* Start PAGE EXTRACT *

2020 Menards 200 presented by Crosley Brands
- Date: August 1, 2020
- Official name: Menards 200 presented by Crosley Brands
- Location: Toledo, Ohio, Toledo Speedway
- Course: Permanent racing facility
- Course length: 0.8 km (0.5 miles)
- Distance: 127 laps, 63.5 mi (102.193 km)
- Scheduled distance: 200 laps, 100 mi (160.934 km)
- Average speed: 73.129 miles per hour (117.690 km/h)

Pole position
- Driver: Ty Gibbs; / Joe Gibbs Racing
- Time: 16.030

Most laps led
- Driver: Ty Gibbs / Joe Gibbs Racing
- Laps: 107

Winner
- No. 21: Sam Mayer / GMS Racing

Television in the United States
- Network: MAVTV
- Announcers: Bob Dillner, Jim Tretow

Radio in the United States
- Radio: ARCA Racing Network

= 2020 Menards 200 =

The 2020 Menards 200 presented by Crosley Brands was the 10th race of the 2020 ARCA Menards Series season, the fifth race of the 2020 Sioux Chief Showdown, and the second of two back-to-back races of the weekend. The race was held on Saturday, August 1, in Toledo, Ohio, at Toledo Speedway, a 0.5 miles (0.80 km) permanent oval-shaped racetrack. The race was shortened from the scheduled 200 laps to 127 due to rain. At race's end, Sam Mayer of GMS Racing would sweep the weekend, taking the lead on a late restart on lap 117 to win his second career ARCA Menards Series win and his second of the season and his second consecutive win of the season. To fill out the podium, Chandler Smith of Venturini Motorsports and Bret Holmes of Bret Holmes Racing would finish second and third, respectively.

* End PAGE EXTRACT *

● SET TASK:
Transcribe everything from "Radio in the" down to "and third, respectively." in the 2020 Menards 200 race summary.

* Start STORED RECORDS *

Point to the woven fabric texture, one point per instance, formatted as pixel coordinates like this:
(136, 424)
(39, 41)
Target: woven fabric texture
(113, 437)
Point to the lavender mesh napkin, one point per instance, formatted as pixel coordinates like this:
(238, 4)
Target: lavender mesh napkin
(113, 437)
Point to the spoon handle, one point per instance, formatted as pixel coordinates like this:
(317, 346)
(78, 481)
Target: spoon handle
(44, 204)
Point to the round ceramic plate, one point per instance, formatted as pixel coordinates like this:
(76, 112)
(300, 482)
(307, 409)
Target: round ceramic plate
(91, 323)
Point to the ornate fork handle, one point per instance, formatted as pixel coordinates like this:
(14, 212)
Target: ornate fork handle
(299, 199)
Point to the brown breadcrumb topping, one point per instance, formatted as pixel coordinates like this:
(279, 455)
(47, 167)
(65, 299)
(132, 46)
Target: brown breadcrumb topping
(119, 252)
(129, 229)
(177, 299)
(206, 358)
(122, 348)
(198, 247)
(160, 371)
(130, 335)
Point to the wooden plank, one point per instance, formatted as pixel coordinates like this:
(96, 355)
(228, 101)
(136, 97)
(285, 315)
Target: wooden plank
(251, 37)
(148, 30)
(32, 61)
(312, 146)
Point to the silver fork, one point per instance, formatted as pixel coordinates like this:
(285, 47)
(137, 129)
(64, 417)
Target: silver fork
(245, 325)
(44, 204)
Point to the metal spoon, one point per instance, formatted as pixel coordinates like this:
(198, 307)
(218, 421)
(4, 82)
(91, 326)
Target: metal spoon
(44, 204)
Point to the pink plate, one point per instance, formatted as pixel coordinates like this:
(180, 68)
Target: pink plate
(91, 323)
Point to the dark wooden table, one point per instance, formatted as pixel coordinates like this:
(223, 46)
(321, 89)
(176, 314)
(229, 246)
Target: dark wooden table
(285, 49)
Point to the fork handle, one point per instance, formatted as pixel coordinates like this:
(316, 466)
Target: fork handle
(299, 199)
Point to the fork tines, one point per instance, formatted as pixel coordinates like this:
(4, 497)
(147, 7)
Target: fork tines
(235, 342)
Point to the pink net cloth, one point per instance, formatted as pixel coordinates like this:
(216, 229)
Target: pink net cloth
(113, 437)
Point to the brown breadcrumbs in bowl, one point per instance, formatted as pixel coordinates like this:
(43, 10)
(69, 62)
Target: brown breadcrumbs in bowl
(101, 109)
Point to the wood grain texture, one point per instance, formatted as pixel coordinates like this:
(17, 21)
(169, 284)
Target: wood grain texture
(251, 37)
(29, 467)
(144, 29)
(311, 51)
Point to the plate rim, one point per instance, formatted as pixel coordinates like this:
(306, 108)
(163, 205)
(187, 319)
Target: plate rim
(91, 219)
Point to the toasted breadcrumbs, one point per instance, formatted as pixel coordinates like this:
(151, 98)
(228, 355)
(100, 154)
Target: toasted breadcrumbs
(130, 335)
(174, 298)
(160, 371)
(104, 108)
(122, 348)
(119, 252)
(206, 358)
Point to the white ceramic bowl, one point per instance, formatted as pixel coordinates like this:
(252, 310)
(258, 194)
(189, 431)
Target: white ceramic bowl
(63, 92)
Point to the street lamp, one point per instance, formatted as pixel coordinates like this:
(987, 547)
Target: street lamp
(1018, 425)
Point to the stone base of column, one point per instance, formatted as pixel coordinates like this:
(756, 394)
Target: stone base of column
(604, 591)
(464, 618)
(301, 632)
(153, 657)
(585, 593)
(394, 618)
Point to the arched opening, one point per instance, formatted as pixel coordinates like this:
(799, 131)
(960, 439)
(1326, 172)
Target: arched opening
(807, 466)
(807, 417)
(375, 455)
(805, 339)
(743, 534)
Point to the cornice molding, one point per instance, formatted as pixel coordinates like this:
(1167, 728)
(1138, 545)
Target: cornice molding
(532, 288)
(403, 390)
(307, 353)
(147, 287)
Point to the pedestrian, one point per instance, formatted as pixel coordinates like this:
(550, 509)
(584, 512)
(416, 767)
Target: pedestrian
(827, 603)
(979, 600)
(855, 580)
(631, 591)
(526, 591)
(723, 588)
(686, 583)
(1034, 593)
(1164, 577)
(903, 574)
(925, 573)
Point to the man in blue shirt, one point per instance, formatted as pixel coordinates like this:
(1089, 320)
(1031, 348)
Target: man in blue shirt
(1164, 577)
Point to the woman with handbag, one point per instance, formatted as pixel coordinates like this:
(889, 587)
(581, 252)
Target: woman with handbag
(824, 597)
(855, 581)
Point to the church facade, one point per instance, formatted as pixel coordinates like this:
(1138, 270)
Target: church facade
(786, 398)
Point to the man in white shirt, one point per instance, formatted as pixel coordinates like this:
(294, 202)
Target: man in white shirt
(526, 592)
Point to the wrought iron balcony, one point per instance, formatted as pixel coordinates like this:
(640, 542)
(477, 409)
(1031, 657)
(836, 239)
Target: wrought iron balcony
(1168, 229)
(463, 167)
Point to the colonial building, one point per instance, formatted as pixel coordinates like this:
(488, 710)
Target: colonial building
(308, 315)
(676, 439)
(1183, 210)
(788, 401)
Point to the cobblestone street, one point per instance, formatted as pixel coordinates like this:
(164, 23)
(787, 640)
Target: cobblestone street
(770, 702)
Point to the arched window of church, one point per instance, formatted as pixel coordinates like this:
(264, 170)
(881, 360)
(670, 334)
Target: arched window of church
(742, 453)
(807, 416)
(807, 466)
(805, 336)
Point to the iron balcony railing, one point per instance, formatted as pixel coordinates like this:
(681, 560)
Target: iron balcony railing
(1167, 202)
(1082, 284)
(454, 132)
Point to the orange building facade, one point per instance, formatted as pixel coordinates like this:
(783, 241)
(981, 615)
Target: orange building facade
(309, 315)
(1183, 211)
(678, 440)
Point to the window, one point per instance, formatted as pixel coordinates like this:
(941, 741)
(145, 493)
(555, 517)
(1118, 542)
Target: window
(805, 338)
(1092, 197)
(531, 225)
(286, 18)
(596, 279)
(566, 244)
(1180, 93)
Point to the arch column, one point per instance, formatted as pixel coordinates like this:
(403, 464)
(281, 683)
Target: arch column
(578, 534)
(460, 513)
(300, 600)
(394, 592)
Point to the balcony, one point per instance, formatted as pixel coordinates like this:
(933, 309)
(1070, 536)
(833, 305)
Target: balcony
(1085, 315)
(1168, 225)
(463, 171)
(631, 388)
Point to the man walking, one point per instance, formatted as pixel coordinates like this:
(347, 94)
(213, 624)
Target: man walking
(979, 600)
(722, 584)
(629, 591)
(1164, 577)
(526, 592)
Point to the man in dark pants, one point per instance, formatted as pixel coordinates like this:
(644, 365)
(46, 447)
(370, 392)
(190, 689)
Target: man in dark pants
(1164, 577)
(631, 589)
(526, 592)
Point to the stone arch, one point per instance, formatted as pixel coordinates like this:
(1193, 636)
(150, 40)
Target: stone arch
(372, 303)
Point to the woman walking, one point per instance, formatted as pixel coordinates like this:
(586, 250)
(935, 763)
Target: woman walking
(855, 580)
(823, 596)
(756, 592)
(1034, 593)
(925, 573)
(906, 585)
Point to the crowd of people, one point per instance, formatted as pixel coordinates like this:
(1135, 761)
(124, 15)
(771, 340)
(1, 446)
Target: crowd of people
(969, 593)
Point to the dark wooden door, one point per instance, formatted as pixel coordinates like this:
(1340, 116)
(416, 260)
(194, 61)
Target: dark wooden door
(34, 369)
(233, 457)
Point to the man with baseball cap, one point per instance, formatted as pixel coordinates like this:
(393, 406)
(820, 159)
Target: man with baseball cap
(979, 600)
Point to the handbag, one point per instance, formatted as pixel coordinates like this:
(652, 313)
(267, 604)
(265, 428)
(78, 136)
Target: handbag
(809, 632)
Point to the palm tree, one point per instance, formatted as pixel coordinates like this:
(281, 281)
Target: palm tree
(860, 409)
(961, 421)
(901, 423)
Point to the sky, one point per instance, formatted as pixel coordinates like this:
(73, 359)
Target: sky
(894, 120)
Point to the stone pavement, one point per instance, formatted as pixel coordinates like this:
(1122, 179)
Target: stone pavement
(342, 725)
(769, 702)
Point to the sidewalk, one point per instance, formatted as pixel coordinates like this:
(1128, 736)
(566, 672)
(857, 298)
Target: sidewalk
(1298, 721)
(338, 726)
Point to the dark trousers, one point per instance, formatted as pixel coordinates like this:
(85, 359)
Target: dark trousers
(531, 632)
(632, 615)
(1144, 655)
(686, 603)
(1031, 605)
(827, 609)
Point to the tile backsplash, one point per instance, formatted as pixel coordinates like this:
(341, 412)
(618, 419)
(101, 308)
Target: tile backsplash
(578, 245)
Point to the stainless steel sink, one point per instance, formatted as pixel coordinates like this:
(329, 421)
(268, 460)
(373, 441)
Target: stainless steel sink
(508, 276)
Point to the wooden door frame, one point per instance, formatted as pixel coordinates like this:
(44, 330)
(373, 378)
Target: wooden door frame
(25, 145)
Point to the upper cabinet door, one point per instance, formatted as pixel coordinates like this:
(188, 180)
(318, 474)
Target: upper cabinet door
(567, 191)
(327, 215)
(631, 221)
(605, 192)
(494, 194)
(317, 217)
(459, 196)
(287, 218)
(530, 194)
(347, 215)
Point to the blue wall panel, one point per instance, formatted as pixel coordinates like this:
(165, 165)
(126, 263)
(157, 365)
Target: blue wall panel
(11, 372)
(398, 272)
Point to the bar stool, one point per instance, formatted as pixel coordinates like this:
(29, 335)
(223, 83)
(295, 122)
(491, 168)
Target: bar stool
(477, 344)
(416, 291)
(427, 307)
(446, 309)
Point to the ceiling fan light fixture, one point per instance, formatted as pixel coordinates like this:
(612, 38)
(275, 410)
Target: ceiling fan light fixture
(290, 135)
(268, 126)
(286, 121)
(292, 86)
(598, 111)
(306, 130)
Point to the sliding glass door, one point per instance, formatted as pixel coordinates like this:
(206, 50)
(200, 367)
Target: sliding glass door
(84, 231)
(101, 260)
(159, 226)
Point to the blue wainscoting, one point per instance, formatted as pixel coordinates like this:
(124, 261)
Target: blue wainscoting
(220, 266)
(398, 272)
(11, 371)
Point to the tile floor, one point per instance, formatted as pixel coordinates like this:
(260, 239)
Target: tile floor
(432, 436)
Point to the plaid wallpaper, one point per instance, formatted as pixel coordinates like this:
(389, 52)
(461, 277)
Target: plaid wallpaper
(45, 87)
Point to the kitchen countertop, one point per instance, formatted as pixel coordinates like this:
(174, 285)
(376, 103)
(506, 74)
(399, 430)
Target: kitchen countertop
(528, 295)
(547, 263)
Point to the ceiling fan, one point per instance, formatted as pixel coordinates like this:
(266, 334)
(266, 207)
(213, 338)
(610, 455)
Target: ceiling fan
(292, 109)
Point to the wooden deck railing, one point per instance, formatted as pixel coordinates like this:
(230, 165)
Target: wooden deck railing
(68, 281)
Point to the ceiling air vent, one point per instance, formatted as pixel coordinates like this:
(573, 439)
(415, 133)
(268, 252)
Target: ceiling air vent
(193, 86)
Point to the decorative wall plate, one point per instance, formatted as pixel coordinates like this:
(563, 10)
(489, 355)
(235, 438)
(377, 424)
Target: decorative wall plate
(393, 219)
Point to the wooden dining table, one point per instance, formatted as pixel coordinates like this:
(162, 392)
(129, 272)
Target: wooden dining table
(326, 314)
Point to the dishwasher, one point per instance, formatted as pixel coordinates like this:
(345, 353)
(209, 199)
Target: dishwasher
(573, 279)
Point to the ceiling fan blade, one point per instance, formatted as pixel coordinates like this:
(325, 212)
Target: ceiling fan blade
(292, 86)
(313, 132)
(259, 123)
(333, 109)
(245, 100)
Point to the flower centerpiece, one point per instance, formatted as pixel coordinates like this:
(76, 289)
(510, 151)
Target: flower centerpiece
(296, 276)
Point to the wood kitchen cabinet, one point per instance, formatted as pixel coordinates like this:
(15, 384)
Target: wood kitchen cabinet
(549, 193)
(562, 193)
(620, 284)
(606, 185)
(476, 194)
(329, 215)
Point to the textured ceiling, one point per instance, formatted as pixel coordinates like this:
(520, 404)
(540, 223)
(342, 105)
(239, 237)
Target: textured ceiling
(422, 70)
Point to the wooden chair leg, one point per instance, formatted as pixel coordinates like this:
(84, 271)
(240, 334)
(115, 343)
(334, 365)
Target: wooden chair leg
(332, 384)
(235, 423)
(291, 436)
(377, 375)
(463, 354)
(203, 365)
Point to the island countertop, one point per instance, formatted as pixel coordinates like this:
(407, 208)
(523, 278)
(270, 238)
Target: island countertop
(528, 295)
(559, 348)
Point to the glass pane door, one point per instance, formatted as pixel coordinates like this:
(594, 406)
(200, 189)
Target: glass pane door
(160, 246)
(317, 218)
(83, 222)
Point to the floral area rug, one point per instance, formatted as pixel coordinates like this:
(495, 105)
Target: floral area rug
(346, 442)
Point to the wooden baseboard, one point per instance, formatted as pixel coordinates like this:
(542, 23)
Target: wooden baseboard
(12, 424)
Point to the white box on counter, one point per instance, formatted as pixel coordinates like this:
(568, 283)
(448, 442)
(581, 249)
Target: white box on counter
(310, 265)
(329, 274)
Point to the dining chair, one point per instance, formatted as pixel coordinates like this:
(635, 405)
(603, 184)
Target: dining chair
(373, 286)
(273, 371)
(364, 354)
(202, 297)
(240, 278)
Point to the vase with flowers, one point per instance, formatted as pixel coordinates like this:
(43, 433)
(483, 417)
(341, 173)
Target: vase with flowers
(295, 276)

* End STORED RECORDS *

● SOLUTION TO THE PROBLEM:
Radio in the United States
- Radio: ARCA Racing Network

= 2020 Menards 200 =

The 2020 Menards 200 presented by Crosley Brands was the 10th race of the 2020 ARCA Menards Series season, the fifth race of the 2020 Sioux Chief Showdown, and the second of two back-to-back races of the weekend. The race was held on Saturday, August 1, in Toledo, Ohio, at Toledo Speedway, a 0.5 miles (0.80 km) permanent oval-shaped racetrack. The race was shortened from the scheduled 200 laps to 127 due to rain. At race's end, Sam Mayer of GMS Racing would sweep the weekend, taking the lead on a late restart on lap 117 to win his second career ARCA Menards Series win and his second of the season and his second consecutive win of the season. To fill out the podium, Chandler Smith of Venturini Motorsports and Bret Holmes of Bret Holmes Racing would finish second and third, respectively.